**PARTS OF THE EXERCISE:**
1) Translate this sentence from the excerpt on COVID-19 and wet markets into Spanish: "With cheap goods comes cheap labour, and with cheap labour comes poor standards of living and extreme poverty."
2) Reproduce the part of the excerpt on COVID-19 and wet markets starting at "But it’s not" and ending at "and exotic animals.".
3) For each statement, say yes or no depending on whether the excerpt on COVID-19 and wet markets agrees with it, and quote the words that decide it. (a) The study it cites came from Wilfrid Laurier University in 2018. (b) The study found that half of Nanjing City's residents visit a wet market five times a week. (c) It says even minimum-wage workers in Western nations can afford a meal that won't make them sick.

**EXCERPT:**
The idea that our entire civilization could depend on millions of foreign slaves that we pretend don’t exist is like something out of a dystopian novel. But it’s the world in which we’ve lived for decades. COVID-19 is proving to be the wake-up call we needed.
With cheap goods comes cheap labour, and with cheap labour comes poor standards of living and extreme poverty.
To Western nations, viral outbreaks like the pandemic we’re experiencing are entirely avoidable. We live comfortably in less densely populated communities, our meat is individually packaged and thrown away the moment it’s about to spoil, and even those working minimum-wage jobs can afford a meal that won’t make them sick.
But it’s not the same in China, with many of those living in poverty and manufacturing goods for Western economies depending on wet markets for food.
A 2018 study from the Wilfrid Laurier University in Waterloo, Ont., looked at the impact of proximity to wet markets and supermarkets on household dietary diversity, looking specifically at Nanjing City. This is a city of more than eight million people, and the study found that three-quarters of its residents visit a wet market five times a week. That means most people mingle on an almost daily basis in markets that Westerners would describe as dirty, surrounded by caged live and exotic animals.

**RECORDS SHOWN:**
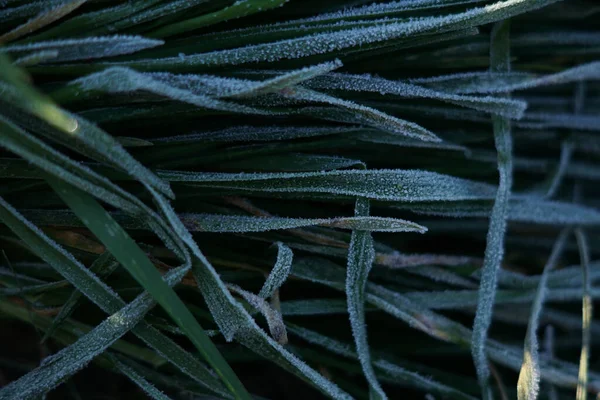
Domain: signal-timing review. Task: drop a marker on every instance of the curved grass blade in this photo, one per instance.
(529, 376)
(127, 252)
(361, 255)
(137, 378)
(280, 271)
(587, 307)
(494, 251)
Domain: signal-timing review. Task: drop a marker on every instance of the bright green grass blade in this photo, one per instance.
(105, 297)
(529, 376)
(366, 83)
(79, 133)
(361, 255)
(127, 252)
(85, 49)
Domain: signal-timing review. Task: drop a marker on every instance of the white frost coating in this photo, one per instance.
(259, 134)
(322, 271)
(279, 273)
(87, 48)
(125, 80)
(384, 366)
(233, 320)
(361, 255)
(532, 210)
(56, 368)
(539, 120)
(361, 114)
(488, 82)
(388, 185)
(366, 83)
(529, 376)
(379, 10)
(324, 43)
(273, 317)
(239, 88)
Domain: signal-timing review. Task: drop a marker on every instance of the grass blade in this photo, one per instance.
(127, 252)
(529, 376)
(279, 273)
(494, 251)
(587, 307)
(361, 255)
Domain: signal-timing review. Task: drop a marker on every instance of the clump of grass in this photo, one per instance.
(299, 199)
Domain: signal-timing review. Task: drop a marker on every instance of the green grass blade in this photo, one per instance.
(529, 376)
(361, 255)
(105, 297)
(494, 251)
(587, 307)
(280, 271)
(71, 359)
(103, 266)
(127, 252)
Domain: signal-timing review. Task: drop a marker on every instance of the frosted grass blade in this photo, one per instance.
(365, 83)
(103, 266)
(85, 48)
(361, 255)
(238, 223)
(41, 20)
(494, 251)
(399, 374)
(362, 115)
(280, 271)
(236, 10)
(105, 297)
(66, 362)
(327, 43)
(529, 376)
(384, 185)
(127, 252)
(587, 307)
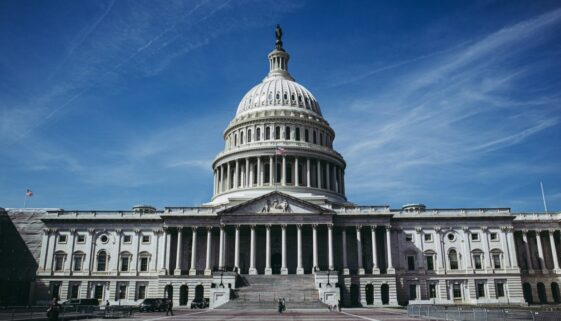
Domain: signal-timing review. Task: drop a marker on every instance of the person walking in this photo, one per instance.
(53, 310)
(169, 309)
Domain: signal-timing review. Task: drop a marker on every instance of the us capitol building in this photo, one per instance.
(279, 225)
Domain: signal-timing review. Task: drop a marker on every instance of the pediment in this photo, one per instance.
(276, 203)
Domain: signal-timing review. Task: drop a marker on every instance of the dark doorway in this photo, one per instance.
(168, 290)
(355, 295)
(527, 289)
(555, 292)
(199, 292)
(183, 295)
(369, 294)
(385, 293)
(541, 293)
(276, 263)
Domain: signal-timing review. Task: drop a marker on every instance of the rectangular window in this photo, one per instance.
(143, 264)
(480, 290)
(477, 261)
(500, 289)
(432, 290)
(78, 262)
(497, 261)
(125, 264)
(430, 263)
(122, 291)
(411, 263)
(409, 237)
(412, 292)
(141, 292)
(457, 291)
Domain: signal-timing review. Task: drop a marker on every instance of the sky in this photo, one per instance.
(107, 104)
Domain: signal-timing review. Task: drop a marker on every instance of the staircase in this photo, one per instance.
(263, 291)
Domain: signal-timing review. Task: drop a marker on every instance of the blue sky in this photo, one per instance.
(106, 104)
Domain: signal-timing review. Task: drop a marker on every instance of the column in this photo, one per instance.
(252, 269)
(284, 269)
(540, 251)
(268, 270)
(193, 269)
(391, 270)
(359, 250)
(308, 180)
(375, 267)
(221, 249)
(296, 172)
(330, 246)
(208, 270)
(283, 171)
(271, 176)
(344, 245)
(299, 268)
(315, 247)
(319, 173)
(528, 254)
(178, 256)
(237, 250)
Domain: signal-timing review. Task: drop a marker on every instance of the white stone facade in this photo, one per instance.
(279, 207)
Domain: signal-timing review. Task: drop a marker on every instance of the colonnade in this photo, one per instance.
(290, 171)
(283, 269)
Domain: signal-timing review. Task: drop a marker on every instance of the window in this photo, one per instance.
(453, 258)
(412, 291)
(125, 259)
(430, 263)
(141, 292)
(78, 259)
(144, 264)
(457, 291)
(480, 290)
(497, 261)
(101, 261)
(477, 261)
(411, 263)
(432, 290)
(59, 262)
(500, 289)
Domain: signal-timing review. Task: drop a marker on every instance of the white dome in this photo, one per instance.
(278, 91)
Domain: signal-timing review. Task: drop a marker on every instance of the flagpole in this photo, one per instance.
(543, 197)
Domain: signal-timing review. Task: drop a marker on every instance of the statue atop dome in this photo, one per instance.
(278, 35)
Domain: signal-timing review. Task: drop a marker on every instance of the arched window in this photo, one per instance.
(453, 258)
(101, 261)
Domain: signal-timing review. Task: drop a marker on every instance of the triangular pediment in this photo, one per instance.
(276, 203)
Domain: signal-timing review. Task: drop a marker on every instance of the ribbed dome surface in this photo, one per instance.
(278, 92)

**SOLVED TASKS:**
1) Con los bienes baratos llega la mano de obra barata, y con la mano de obra barata llegan los bajos niveles de vida y la pobreza extrema.

2)
But it’s not the same in China, with many of those living in poverty and manufacturing goods for Western economies depending on wet markets for food.
A 2018 study from the Wilfrid Laurier University in Waterloo, Ont., looked at the impact of proximity to wet markets and supermarkets on household dietary diversity, looking specifically at Nanjing City. This is a city of more than eight million people, and the study found that three-quarters of its residents visit a wet market five times a week. That means most people mingle on an almost daily basis in markets that Westerners would describe as dirty, surrounded by caged live and exotic animals.

3)
(a) Yes: "A 2018 study from the Wilfrid Laurier University in Waterloo, Ont."
(b) No: "three-quarters of its residents visit a wet market five times a week"
(c) Yes: "even those working minimum-wage jobs can afford a meal that won’t make them sick"